Pubblicato sull'inserto domenicale de Il Sole 24 Ore, 17 giugno 2012. Tutti i diritti riservati.
Se n’è andata a 78 anni Elinor Ostrom, premio Nobel per l’Economia (con Oliver E. Williamson) nel 2009, un anno dopo la tragedia finanziaria del 2008, con il crollo delle borse internazionali e il collasso a catena di banche e stati. Premiata per il suo lavoro sull’economia dei beni comuni e le strategie d’azione collettiva, la Ostrom è la prima donna ad avere mai ricevuto il Nobel in questa disciplina. Con un ragionamento semplice: non esiste nessuna tragedia inesorabile iscritta necessariamente nei geni del nostro comportamento economico. Possiamo imparare a collaborare, a cambiare le regole del gioco e a gestire le risorse che condividiamo in modo più ragionevole.
Outsider nel mondo eminentemente maschile degli economisti “duri”, la notizia del suo Nobel lasciò la comunità sorpresa e impreparata. La maggior parte degli economisti non la conosceva nemmeno, e molti di loro la consideravano più un’esperta di scienze politiche che una vera economista. Studiosa interdisciplinare, la Ostrom non aveva esitato a combinare ricerca empirica, osservazione antropologica e studio delle norme sociali per comprendere come la gente si organizza spontaneamente nella gestione dei beni collettivi come l’aria, le foreste, l’acqua, i pascoli, le spiagge, la conoscenza (si veda la raccolta diretta con Charlotte Hess: La conoscenza come bene comune, Bruno Mondadori), senza bisogno di leggi imposte dall’alto. Nel suo libro Governare i beni collettivi. Istituzioni pubbliche e iniziative di comunità(Marsilio, 2007), Elinor Ostrom attacca la visione canonica della cooperazione che impera in economia e, più in generale, nella Weltanschauung del presente.
Per gli economisti ancora convinti, beati loro, della razionalità dell’homo oeconomicus, la cooperazione è un dilemma irrisolvibile, studiato e ristudiato sotto il nome di Dilemma del Prigioniero. Il nome stesso del dilemma la dice lunga sulla visione dell’umanità che vi sta dietro. Il dilemma del prigioniero è un dilemma sociale perché l’azione razionale individuale porta a una situazione d’irrazionalità collettiva. La situazione è la seguente. Dobbiamo decidere se cooperare o meno con qualcuno. Il meglio sarebbe per entrambi di cooperare, perché ci permetterebbe di ottenere il risultato migliore. Ma il rischio che l’altro decida di fregarci una volta che noi abbiamo fatto la prima mossa è troppo alto (io pago in anticipo per ottenere la sua merce e quello invece di spedirmela, scappa con i soldi). Dunque, ci accontentiamo del risultato mediocre di non cooperare per evitare le perdite troppo importanti nel caso di defezione dell’altro.
La tragedia della cooperazione era stata l’oggetto di un famosissimo articolo pubblicato su Science nel 1968, The Tragedy of the Commons, in cui lo studioso di ecologia Garrett Hardin sosteneva che l’azione collettiva fosse impossibile perché genera paradossi come il dilemma del prigioniero e, in ultima analisi, il collasso delle risorse condivise. Se un gruppo di individui si trova a condividere un bene comune, diciamo un pascolo, e ognuno massimizza il suo interesse, allora il pascolo verrà prima o poi completamente distrutto. La logica inesorabile del destino del pascolo diventò un leitmotiv degli economisti, che in maggioranza decisero che bisogna imporre regole dall’alto di gestione della proprietà sui beni collettivi per evitarne la completa distruzione.

-------

**CONSEGNA 1:** Disponi in un elenco JSON di stringhe, una per riga e senza righe vuote, i record compresi tra la riga che contiene "Verify for me: does any plate" e quella che contiene "xmin=30 ymin=133 xmax=223 ymax=217", estremi inclusi. Escludi le immagini dalla risposta.

**RECORD ESTRATTI:**
-------

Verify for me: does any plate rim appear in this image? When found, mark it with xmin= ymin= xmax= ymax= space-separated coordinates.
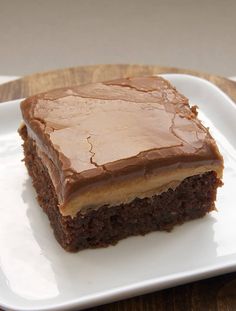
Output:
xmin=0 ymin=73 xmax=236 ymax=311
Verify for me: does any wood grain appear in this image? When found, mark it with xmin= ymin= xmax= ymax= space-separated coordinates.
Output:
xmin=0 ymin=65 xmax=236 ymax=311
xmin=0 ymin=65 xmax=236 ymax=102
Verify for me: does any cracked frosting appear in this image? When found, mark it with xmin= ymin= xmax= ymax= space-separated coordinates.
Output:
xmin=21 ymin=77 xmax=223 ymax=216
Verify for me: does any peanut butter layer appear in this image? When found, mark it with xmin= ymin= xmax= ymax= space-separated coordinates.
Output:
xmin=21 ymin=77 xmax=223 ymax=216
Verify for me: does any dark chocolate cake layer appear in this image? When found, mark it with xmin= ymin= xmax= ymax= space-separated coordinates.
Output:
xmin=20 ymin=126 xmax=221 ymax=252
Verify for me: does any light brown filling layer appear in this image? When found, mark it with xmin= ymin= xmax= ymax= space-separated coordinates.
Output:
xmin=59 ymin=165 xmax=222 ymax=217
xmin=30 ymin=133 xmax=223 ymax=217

-------

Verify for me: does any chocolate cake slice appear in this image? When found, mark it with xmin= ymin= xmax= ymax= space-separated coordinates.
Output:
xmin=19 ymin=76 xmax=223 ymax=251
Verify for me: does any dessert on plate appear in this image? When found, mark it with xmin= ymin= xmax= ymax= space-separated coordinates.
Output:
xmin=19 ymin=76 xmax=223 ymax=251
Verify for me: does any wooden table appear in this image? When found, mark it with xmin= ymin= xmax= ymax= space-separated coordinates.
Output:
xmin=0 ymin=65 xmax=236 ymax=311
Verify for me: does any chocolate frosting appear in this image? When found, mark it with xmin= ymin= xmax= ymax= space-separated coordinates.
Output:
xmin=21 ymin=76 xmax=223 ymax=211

-------

**CONSEGNA 2:** Riduci a un elenco puntato il paragrafo dell'articolo su Elinor Ostrom che inizia con "La tragedia della cooperazione era stata", conservandone i fatti principali.

**RISULTATO 1:**
[
  "Verify for me: does any plate rim appear in this image? When found, mark it with xmin= ymin= xmax= ymax= space-separated coordinates.",
  "Output:",
  "xmin=0 ymin=73 xmax=236 ymax=311",
  "Verify for me: does any wood grain appear in this image? When found, mark it with xmin= ymin= xmax= ymax= space-separated coordinates.",
  "Output:",
  "xmin=0 ymin=65 xmax=236 ymax=311",
  "xmin=0 ymin=65 xmax=236 ymax=102",
  "Verify for me: does any cracked frosting appear in this image? When found, mark it with xmin= ymin= xmax= ymax= space-separated coordinates.",
  "Output:",
  "xmin=21 ymin=77 xmax=223 ymax=216",
  "Verify for me: does any peanut butter layer appear in this image? When found, mark it with xmin= ymin= xmax= ymax= space-separated coordinates.",
  "Output:",
  "xmin=21 ymin=77 xmax=223 ymax=216",
  "Verify for me: does any dark chocolate cake layer appear in this image? When found, mark it with xmin= ymin= xmax= ymax= space-separated coordinates.",
  "Output:",
  "xmin=20 ymin=126 xmax=221 ymax=252",
  "Verify for me: does any light brown filling layer appear in this image? When found, mark it with xmin= ymin= xmax= ymax= space-separated coordinates.",
  "Output:",
  "xmin=59 ymin=165 xmax=222 ymax=217",
  "xmin=30 ymin=133 xmax=223 ymax=217"
]

**RISULTATO 2:**
- Nel 1968 lo studioso di ecologia Garrett Hardin pubblicò su Science il famosissimo articolo The Tragedy of the Commons.
- Vi sosteneva che l'azione collettiva fosse impossibile, perché genera paradossi come il dilemma del prigioniero e, in ultima analisi, il collasso delle risorse condivise.
- Esempio: se un gruppo di individui condivide un pascolo e ognuno massimizza il proprio interesse, prima o poi il pascolo verrà distrutto del tutto.
- Questa logica divenne un leitmotiv degli economisti. La maggioranza di loro concluse che bisogna imporre dall'alto regole di gestione della proprietà sui beni collettivi per evitarne la completa distruzione.